---------- Entries shown ----------

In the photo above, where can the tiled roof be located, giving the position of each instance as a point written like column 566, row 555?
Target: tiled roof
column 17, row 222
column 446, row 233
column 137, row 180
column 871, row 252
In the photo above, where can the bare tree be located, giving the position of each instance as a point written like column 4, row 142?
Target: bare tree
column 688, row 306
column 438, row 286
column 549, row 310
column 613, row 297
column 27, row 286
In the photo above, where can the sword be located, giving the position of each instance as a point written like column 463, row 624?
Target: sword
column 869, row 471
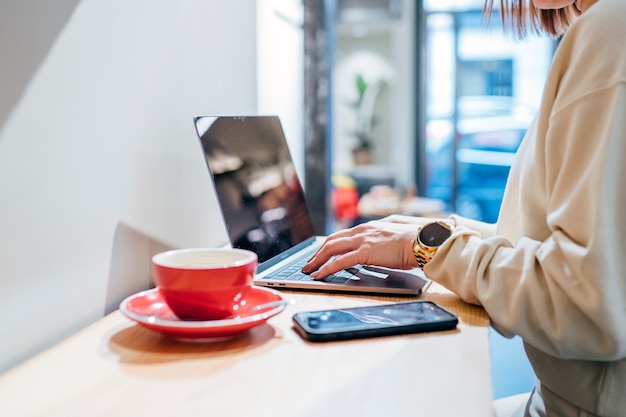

----------

## Task brief
Go over the listing above and return each line with "like".

## Exercise result
In the photo above, where can the tiled roof be located, giving the position of each instance as a point written like column 566, row 555?
In the photo above, where can the bare tree be located, giving the position of each instance as a point written like column 4, row 142?
In the photo above, where can the sword be located, giving the position of each instance as a point written like column 463, row 624?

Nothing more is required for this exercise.